*** Opening of READING TEXT ***

Daggetts celebrate centennial trunk

By Pat Daggett Martin

Special to the Forum

Above: This picture was taken in about 1922 and shows D. W. Daggett  in the foreground, his wife, Helen, James Goodman, a brother-in-law, an unidentified man, and Vernon Daggett. 
Nellie Graham, daughter of Dr. and Mrs. Peter Graham, enjoys a contemporary roll on the famous Daggett Log.

In 1917, D. W. Daggett, grandfather of Marvin, Lois, Pat, Delta, and David Daggett and Darrell Anderson, hitched up a team of horses and hauled a log out to a fisherman’s cottage on Wymer Lake near Frazee. Five years  later, he bought that same cottage and the log became a family institution. He never dreamed that it would play such an important role in the family. While there are 12 Daggett brothers, sisters, cousins, nieces and nephews with homes on the lake today, they still gather to walk the log, dive from it, roll around it and swim under it. The log is 15-feet long and weighs about a ton. “It’s what holds our family together,” said Delta Daggett.

About 120 relatives, residents and friends who have played on the log attended the anniversary celebration, a picnic on the Fouth of July at the lakehome of David and Roxann Daggett. 

Eighteen youngsters, ranging in age from 18 months to nine-years-old, opened the program, marching in carrying flags.  Patriotic songs and readings followed with a special salute to the veterans in the family.  

Two pictures recorded the event, 90 of D.W. Daggett’s descendants followed by one of 30 of the “Wymer Lake Family,” the neighbors and friends who have enjoyed the log through the years. 

Modern summer homes have replaced the modest cottages of D.W. Daggett’s day. His cabin had a screened sleeping porch across the front with canvas curtains that would be frantically lowered by hand when a midnight storm struck. His wife turned out huge meals cooked on a kerosene stove. If anyone had a half dozen houseguests, they brought them, knowing they would be welcome.

The same hospitality continues today. After six generations the cry, “Hey Mama! Watch me!” is still heard as the logs rolls on.

*** Close of READING TEXT ***
*** Opening of RECORDS PROVIDED ***

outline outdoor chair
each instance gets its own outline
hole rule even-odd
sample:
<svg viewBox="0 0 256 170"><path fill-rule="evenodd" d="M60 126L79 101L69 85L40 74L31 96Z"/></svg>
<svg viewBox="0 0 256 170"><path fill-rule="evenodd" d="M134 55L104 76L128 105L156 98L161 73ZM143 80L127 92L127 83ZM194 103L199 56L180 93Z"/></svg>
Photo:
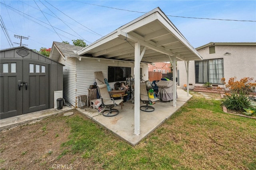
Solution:
<svg viewBox="0 0 256 170"><path fill-rule="evenodd" d="M102 106L106 107L102 115L106 117L112 117L117 115L119 113L119 111L116 109L112 109L113 107L121 103L122 99L114 100L110 97L108 91L107 85L106 84L97 85L98 90L100 97L102 100Z"/></svg>
<svg viewBox="0 0 256 170"><path fill-rule="evenodd" d="M159 100L158 98L151 99L148 96L148 93L147 91L146 82L142 82L140 83L140 100L143 103L146 103L146 105L143 105L140 107L141 111L151 112L155 110L155 108L152 106L149 106L148 105L152 104L152 102Z"/></svg>

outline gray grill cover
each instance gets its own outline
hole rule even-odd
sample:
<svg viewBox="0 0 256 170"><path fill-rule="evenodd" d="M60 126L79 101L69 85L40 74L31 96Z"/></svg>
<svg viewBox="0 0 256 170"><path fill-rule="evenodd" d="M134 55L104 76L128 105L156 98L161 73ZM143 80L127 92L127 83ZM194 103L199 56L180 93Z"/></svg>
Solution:
<svg viewBox="0 0 256 170"><path fill-rule="evenodd" d="M173 100L173 85L171 80L160 80L156 85L158 87L159 99L162 101L170 101Z"/></svg>

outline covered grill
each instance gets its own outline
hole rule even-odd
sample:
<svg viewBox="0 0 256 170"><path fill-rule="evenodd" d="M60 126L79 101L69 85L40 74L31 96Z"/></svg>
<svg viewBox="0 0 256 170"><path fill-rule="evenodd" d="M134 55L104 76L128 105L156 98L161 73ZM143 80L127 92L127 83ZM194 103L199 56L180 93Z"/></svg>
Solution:
<svg viewBox="0 0 256 170"><path fill-rule="evenodd" d="M159 99L162 101L170 101L173 100L173 82L171 80L159 81L156 85L158 87Z"/></svg>

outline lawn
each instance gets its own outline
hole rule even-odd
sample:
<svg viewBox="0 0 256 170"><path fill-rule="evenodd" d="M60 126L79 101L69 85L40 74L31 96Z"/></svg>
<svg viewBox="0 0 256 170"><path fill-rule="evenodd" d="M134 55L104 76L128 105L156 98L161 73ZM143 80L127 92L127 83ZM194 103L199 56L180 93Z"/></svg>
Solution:
<svg viewBox="0 0 256 170"><path fill-rule="evenodd" d="M1 132L1 169L256 169L256 120L220 103L193 97L135 147L75 110L52 116Z"/></svg>

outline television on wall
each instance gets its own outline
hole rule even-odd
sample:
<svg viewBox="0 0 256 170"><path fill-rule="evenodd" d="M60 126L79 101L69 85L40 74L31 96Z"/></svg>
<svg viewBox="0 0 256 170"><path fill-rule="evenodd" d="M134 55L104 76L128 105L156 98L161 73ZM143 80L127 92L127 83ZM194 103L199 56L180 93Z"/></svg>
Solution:
<svg viewBox="0 0 256 170"><path fill-rule="evenodd" d="M131 75L131 67L108 66L108 81L109 83L126 81Z"/></svg>

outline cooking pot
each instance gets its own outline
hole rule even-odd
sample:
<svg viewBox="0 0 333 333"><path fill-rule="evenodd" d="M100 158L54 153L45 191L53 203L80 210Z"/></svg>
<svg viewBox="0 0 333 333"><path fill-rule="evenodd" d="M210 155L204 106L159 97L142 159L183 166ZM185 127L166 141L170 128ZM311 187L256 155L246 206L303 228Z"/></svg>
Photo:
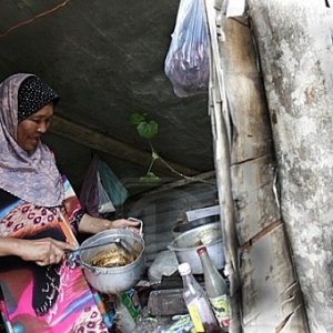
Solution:
<svg viewBox="0 0 333 333"><path fill-rule="evenodd" d="M203 269L196 253L202 245L206 248L216 269L223 269L225 259L220 221L183 232L168 244L168 249L174 251L179 263L188 262L193 274L202 274Z"/></svg>
<svg viewBox="0 0 333 333"><path fill-rule="evenodd" d="M121 238L128 246L133 250L134 259L125 258L125 254L118 249L114 239ZM109 245L98 246L80 252L80 259L75 263L83 269L88 282L97 291L102 293L121 293L133 287L142 278L145 270L144 241L142 239L142 223L140 233L127 229L112 229L97 233L82 242L82 246L103 244L110 241ZM120 266L97 266L92 262L101 253L108 253L109 260L121 262Z"/></svg>

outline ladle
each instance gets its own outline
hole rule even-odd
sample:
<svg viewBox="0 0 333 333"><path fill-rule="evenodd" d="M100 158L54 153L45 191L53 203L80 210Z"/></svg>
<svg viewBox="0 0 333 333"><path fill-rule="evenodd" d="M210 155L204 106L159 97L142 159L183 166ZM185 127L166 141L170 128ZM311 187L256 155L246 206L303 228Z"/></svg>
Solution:
<svg viewBox="0 0 333 333"><path fill-rule="evenodd" d="M130 259L133 259L133 249L128 244L128 242L125 242L121 238L109 240L108 242L104 242L104 243L97 243L97 244L91 244L91 245L79 246L75 250L65 249L65 250L63 250L63 252L67 254L75 253L75 252L80 252L80 251L88 250L88 249L94 249L94 248L110 245L111 243L115 243L117 248L120 252L124 253L127 256L130 256Z"/></svg>

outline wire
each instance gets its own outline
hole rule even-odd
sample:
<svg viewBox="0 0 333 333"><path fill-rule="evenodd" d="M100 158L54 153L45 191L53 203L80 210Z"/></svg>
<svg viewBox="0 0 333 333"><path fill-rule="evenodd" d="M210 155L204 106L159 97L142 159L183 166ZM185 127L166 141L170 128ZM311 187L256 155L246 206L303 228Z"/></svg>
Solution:
<svg viewBox="0 0 333 333"><path fill-rule="evenodd" d="M49 10L47 10L47 11L43 11L42 13L40 13L40 14L33 17L33 18L30 19L30 20L20 22L20 23L18 23L18 24L16 24L16 26L9 28L6 32L3 32L3 33L0 34L0 38L3 38L3 37L6 37L6 36L8 36L11 31L13 31L13 30L17 29L17 28L20 28L20 27L22 27L22 26L29 24L29 23L33 22L34 20L37 20L37 19L39 19L39 18L41 18L41 17L44 17L44 16L47 16L47 14L49 14L49 13L51 13L51 12L58 10L58 9L60 9L61 7L65 6L65 4L67 4L68 2L70 2L70 1L71 1L71 0L64 0L62 3L56 6L54 8L49 9Z"/></svg>

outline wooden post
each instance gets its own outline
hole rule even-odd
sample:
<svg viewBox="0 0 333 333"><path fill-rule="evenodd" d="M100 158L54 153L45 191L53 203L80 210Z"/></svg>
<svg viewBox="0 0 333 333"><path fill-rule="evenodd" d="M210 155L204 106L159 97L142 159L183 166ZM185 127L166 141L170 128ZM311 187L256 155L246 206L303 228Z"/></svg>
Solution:
<svg viewBox="0 0 333 333"><path fill-rule="evenodd" d="M214 2L214 3L213 3ZM246 18L203 0L211 39L210 112L221 202L230 332L306 332L280 214L273 137Z"/></svg>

*** Close of RECORDS PROVIDED ***

# APPLY WHAT YOU READ
1. According to the Daggett log article, how long is the log?
2. Please reproduce a passage of the Daggett log article word for word, starting with "Above: This picture" and going on through "and Vernon Daggett.".

# ANSWERS TO THE TASKS
1. The log is 15 feet long.

2.
Above: This picture was taken in about 1922 and shows D. W. Daggett  in the foreground, his wife, Helen, James Goodman, a brother-in-law, an unidentified man, and Vernon Daggett.